* [Texto de leitura]
***
Sábado, 5 de novembro de 2011 - 11h32
Noutro dia assisti ao filme sobre a vida de Charles Darwin, o cientista inglês cuja teoria contida no livro A Origem das Espécies causou o maior rebuliço na humanidade. O filme é muito bom, chama-se Criação. Mostra um Darwin ainda jovem, na Inglaterra dos idos de 1850, mais ou menos, casado e pai de muitos filhos. Darwin era cristão. Mas à medida que avançava nas descobertas científicas, suas convicções religiosas diminuíam. Perdeu completamente a fé quando morreu sua filha de dez anos.
Atormentado e cético, Darwin tenta trazer para sua realidade a esposa, que, desesperada, busca na religião algum consolo para a morte dessa filha, uma menina linda e inteligente, com quem o jovem pai Darwin mantinha uma afinidade transcendental.
– O Céu não existe! – Diz à esposa um Darwin até certo ponto cruel, tentando fazer com que a mulher, de joelhos diante do altar, veja o mundo através de seu olhar de cientista.
Pobre mãe... Como suportar tanta dor, a não ser imaginando a filha, no Céu, saltando sorridente, de uma nuvem para outra, rodeada de anjinhos loiros e cacheados?
A dor seca do pai é tão forte que atinge em cheio o espectador.
Darwin é casado com uma prima e atribui a esse parentesco a enfermidade da filha. Culpa-se também por ter tirado a criança da casa de campo onde viviam e tê-la levado consigo para a cidade, a fim de ser tratada por um médico em quem confiava. O tratamento não consegue debelar a doença e a menina passa por grande sofrimento, definhando longe da mãe, alojada com o pai em um quarto de hospedaria, onde se dá a morte.
***
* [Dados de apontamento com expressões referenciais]
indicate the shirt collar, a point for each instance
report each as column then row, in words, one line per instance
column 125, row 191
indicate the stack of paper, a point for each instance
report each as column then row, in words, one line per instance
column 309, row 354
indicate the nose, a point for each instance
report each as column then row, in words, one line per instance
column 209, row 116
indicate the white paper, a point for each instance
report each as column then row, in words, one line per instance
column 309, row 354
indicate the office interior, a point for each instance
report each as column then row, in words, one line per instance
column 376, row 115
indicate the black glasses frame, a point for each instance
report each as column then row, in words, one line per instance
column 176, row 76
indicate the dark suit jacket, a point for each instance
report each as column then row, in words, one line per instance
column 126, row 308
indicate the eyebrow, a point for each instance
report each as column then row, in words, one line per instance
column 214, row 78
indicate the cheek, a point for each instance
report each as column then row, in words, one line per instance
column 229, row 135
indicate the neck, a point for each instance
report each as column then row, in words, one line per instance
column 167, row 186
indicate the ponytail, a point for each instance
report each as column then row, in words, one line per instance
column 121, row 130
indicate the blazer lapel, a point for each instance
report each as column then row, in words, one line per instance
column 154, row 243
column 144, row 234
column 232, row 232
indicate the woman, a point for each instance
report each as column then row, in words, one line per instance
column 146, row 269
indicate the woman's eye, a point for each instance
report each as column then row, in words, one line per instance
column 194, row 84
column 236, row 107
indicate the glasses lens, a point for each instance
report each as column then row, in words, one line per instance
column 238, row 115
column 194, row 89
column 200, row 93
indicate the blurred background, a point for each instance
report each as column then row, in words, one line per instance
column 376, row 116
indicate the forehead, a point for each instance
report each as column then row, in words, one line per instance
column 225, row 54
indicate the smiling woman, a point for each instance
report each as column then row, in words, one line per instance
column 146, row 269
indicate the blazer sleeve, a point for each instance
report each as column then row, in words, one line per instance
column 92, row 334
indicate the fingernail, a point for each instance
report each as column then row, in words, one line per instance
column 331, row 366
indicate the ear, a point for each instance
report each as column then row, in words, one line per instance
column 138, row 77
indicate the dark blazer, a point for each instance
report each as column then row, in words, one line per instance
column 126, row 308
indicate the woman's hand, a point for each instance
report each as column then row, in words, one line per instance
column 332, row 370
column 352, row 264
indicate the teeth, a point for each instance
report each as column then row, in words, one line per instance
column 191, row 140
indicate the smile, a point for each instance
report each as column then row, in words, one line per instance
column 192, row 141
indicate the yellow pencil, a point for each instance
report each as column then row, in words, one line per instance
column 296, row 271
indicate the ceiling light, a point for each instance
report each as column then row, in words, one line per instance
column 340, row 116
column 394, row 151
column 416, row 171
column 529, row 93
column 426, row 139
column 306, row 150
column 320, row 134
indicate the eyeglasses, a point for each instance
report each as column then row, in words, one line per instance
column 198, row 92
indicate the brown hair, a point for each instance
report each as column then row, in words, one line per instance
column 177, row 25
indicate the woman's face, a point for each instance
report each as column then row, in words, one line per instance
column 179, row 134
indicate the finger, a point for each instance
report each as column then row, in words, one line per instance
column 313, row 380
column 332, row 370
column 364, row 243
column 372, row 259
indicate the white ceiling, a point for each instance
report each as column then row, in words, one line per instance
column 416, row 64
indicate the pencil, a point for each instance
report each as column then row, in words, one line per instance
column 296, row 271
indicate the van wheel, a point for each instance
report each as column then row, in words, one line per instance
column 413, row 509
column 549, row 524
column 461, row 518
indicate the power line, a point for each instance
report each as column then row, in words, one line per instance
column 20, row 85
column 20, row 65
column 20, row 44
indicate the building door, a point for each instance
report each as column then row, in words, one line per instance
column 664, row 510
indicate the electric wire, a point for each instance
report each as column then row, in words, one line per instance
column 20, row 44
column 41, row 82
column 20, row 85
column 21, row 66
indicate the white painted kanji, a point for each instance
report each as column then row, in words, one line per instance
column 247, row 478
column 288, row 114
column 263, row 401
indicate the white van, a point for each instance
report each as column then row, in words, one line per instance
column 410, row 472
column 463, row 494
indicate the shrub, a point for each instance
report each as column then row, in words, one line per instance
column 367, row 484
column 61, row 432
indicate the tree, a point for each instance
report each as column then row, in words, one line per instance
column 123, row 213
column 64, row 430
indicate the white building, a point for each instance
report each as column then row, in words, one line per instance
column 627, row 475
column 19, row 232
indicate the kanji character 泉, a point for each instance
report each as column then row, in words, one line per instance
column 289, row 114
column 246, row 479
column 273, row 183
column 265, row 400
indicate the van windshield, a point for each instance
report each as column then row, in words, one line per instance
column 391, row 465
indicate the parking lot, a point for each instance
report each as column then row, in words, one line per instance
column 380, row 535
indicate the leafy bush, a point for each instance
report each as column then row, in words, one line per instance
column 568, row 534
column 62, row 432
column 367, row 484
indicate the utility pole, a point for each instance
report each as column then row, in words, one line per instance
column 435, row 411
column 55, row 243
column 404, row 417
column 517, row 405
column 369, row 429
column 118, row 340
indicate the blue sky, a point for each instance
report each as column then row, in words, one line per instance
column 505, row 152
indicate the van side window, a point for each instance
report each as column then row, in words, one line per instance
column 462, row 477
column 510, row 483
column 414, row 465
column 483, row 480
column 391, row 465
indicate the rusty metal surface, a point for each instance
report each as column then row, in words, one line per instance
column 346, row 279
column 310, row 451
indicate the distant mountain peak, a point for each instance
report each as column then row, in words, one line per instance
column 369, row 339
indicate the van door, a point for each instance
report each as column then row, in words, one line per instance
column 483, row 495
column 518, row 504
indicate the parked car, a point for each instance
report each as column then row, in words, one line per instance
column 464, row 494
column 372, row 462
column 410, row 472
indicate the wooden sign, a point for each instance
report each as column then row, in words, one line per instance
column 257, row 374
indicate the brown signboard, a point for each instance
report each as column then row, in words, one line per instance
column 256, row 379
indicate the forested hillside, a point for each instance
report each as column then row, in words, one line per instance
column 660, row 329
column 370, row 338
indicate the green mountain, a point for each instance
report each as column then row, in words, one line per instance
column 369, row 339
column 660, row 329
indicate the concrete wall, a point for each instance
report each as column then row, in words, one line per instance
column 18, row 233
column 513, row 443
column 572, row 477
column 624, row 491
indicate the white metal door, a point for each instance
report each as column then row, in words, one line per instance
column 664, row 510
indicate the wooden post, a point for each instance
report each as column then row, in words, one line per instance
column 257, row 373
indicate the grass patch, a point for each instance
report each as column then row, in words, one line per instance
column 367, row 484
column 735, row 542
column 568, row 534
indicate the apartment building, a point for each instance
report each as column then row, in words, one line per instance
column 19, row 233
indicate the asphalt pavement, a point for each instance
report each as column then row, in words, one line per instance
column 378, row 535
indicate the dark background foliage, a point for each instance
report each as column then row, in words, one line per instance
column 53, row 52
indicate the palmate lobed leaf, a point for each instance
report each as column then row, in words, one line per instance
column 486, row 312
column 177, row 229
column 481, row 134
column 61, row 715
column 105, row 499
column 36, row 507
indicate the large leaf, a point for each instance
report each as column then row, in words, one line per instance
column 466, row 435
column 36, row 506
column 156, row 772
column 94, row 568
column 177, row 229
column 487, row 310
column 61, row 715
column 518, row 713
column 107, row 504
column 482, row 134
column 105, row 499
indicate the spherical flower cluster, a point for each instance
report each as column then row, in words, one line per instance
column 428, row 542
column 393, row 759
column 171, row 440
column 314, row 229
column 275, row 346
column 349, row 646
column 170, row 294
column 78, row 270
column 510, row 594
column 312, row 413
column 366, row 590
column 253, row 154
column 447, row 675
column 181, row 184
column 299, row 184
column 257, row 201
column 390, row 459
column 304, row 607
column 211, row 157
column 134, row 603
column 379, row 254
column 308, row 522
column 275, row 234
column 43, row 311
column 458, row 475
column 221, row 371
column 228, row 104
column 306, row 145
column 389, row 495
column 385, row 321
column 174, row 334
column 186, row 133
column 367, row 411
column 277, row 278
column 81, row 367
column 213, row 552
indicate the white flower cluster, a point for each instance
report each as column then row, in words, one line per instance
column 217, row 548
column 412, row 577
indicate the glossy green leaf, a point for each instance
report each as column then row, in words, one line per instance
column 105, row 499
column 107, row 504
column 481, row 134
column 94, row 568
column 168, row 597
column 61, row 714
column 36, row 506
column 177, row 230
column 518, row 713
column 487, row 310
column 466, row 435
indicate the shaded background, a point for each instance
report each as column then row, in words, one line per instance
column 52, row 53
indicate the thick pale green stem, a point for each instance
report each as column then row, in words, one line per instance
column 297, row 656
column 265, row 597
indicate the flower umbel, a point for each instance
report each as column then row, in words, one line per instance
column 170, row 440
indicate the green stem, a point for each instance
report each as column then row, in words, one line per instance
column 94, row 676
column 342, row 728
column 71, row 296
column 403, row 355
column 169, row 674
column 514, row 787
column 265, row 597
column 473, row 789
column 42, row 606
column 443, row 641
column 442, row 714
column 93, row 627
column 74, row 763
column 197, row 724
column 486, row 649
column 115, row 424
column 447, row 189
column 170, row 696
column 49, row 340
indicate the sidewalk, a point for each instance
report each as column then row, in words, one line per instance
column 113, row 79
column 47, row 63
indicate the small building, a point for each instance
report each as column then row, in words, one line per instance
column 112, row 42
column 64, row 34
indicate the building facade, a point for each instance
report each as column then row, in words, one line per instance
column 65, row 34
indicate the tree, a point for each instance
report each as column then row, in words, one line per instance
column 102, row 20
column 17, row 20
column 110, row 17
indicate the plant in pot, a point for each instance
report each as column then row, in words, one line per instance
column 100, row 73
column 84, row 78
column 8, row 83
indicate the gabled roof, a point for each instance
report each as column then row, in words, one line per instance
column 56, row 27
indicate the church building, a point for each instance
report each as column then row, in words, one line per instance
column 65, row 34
***
* [Tarefa] Segundo o texto sobre o filme Criação, em que momento Darwin perdeu completamente a fé?

* [Resposta] Quando morreu sua filha de dez anos.